— BEGIN Document passage —

I apreciate that, but I don't turn my back on my mates.  I don't hang out much with him anymore though for that reason but I did grow up with him.  Your advice is apreciated though.  Thank you.


----------



## Touch Of Death (May 25, 2007)

Em MacIntosh said:


> I apreciate that, but I don't turn my back on my mates. I don't hang out much with him anymore though for that reason but I did grow up with him. Your advice is apreciated though. Thank you.


I'm glad you said that. My advice is to rent the movie, "Mean Streats". Its an old Dinero flick... Enjoy.
Sean


----------



## Darth F.Takeda (May 28, 2007)

Well, if he is not starting it, then why should he back away? That's a personal choice. You and I might beable to back away, with no harm done, but maybe backnig away from someone, who went out of their way to confront him, leaves him feeling like a victim pr a coward?

— END Document passage —

[Exercise requirements]
1 - Please write out the part of the forum thread between "## Touch Of" and "Dinero flick... Enjoy.", inclusive.
2 - Decide whether each statement agrees with the forum thread, and answer yes or no, quoting the deciding words: (a) Touch Of Death advises renting a movie. (b) The post by Darth F.Takeda is dated May 25, 2007. (c) The quoted post from Em MacIntosh says they no longer hang out much with him.

— BEGIN Dataset records —

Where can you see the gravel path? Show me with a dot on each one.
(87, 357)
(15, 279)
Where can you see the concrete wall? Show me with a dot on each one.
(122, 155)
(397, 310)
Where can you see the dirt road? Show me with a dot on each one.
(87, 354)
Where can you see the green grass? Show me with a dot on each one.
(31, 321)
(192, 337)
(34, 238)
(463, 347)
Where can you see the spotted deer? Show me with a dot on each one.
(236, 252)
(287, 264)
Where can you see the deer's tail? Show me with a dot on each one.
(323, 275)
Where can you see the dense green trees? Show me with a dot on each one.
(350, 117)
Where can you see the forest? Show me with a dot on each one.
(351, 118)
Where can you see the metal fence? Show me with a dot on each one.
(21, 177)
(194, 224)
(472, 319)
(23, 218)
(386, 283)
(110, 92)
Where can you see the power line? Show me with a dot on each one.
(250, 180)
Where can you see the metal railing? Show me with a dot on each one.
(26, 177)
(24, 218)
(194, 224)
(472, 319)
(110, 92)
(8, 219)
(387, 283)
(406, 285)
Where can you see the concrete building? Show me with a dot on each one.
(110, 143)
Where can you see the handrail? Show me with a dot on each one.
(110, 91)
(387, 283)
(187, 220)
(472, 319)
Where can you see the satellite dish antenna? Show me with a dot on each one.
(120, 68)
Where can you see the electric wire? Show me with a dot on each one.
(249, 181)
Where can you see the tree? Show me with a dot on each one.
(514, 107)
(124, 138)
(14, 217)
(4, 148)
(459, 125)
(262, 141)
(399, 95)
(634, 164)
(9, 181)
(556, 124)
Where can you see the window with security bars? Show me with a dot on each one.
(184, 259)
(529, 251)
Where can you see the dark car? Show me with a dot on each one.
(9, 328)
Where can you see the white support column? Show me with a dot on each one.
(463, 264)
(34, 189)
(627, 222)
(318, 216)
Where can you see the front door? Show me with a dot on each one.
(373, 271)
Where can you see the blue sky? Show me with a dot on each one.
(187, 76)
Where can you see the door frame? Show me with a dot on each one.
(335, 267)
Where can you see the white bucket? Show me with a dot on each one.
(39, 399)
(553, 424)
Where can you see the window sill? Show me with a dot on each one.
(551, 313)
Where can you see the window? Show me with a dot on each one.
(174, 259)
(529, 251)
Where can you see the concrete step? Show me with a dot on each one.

— END Dataset records —

[Results of the tasks]
1 -
## Touch Of Death (May 25, 2007)

Em MacIntosh said:


> I apreciate that, but I don't turn my back on my mates. I don't hang out much with him anymore though for that reason but I did grow up with him. Your advice is apreciated though. Thank you.


I'm glad you said that. My advice is to rent the movie, "Mean Streats". Its an old Dinero flick... Enjoy.

2 -
(a) Yes: "My advice is to rent the movie"
(b) No: "Darth F.Takeda (May 28, 2007)"
(c) Yes: "I don't hang out much with him anymore"